>>>>

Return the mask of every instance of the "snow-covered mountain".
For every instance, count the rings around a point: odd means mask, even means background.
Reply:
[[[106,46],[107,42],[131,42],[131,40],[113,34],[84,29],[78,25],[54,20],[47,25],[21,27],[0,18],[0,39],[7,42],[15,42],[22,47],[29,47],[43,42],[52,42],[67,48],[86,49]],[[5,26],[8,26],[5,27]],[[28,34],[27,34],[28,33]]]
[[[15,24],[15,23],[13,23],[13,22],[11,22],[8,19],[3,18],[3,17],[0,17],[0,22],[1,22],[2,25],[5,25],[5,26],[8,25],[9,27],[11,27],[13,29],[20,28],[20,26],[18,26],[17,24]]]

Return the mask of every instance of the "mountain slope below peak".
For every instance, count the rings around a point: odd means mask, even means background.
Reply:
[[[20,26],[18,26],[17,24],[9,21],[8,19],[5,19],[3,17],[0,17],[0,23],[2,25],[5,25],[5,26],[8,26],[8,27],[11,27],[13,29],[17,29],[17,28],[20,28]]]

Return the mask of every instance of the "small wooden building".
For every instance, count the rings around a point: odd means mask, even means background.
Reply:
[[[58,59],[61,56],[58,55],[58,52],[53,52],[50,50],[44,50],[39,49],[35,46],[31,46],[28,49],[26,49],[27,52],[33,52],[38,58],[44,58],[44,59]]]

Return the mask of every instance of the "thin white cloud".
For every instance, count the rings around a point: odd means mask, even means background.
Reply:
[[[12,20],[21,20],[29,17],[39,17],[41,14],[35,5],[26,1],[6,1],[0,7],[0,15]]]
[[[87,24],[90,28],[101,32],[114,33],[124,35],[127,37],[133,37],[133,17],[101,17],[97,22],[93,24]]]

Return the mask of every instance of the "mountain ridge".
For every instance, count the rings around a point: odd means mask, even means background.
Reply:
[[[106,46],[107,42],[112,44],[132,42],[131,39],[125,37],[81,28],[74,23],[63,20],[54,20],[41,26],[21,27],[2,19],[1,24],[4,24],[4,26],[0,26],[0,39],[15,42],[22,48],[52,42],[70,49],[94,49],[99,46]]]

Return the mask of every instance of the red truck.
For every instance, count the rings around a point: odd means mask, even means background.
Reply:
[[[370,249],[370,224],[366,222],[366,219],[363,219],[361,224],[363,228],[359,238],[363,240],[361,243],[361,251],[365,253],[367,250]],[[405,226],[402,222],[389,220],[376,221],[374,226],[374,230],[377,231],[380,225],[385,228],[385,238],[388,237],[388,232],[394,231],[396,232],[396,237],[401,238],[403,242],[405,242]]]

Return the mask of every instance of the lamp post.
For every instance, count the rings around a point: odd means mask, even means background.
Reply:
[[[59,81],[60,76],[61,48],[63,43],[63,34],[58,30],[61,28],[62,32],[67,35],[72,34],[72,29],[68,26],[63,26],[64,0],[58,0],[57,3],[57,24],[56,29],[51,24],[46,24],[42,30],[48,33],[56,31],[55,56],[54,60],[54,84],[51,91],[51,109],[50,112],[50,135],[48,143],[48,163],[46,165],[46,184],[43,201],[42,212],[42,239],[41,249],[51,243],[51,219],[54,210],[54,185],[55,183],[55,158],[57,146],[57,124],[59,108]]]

<<<<

» **Goal**
Reproduce all of the data above line for line, with no changes.

» **Answer**
Return the mask of every instance of the "snow-covered mountain".
For every instance, count the rings around a point: odd means mask, even means background.
Reply:
[[[106,46],[107,42],[131,42],[131,40],[113,34],[84,29],[78,25],[54,20],[47,25],[21,27],[0,18],[0,39],[7,42],[15,42],[22,47],[29,47],[43,42],[52,42],[67,48],[86,49]],[[5,26],[8,26],[5,27]],[[28,34],[27,34],[28,33]]]
[[[15,24],[15,23],[13,23],[13,22],[11,22],[8,19],[3,18],[3,17],[0,17],[0,22],[1,22],[2,25],[5,25],[5,26],[8,25],[9,27],[11,27],[13,29],[20,28],[20,26],[18,26],[17,24]]]

Return the mask of every instance of the "mountain slope below peak".
For every instance, count the rings around a point: odd means mask, even means background.
Reply:
[[[20,26],[18,26],[17,24],[9,21],[8,19],[5,19],[3,17],[0,17],[0,23],[2,25],[5,25],[5,26],[8,26],[8,27],[11,27],[13,29],[17,29],[17,28],[20,28]]]

Return the mask of every instance of the "small wooden building".
For every instance, count the rings around a point: odd means mask, even means background.
Reply:
[[[58,59],[61,56],[58,55],[58,52],[53,52],[50,50],[44,50],[39,49],[35,46],[31,46],[28,49],[26,49],[27,52],[33,52],[38,58],[44,58],[44,59]]]

Return the mask of every instance of the "thin white cloud".
For every instance, count the rings around a point: odd means mask, even means background.
Reply:
[[[12,20],[21,20],[29,17],[39,17],[41,14],[35,5],[26,1],[6,1],[0,7],[0,15]]]
[[[87,24],[90,28],[101,32],[114,33],[124,35],[127,37],[133,37],[133,17],[101,17],[97,22],[93,24]]]

Return the mask of every instance of the "mountain ridge".
For every instance, count the rings around a point: odd means mask, even means background.
Reply:
[[[106,46],[107,42],[112,44],[132,42],[131,39],[125,37],[81,28],[74,23],[63,20],[54,20],[41,26],[21,27],[2,19],[1,24],[4,24],[4,26],[0,26],[0,39],[15,42],[22,48],[52,42],[70,49],[94,49],[99,46]]]

Return the mask of every instance of the red truck.
For every instance, count the rings around a point: odd means mask, even means background.
Reply:
[[[370,249],[370,224],[366,222],[366,219],[363,219],[361,224],[363,228],[359,238],[363,240],[361,243],[361,251],[365,253],[367,250]],[[405,226],[402,222],[389,220],[376,221],[374,226],[374,230],[377,231],[380,225],[385,228],[385,238],[388,237],[388,232],[394,231],[396,232],[396,237],[401,238],[403,242],[405,242]]]

Return the mask of every instance of the lamp post.
For every instance, count the rings around a point: odd means mask, even means background.
Reply:
[[[59,81],[60,76],[61,48],[63,43],[63,34],[58,30],[61,28],[62,32],[67,35],[72,34],[72,29],[68,26],[63,26],[64,0],[58,0],[57,3],[57,24],[56,29],[51,24],[46,24],[42,30],[48,33],[56,31],[55,56],[54,60],[54,84],[51,91],[51,109],[50,112],[50,135],[48,143],[48,163],[46,165],[46,184],[43,201],[42,212],[42,239],[41,249],[51,243],[51,219],[54,210],[54,185],[55,183],[55,158],[57,146],[57,124],[59,108]]]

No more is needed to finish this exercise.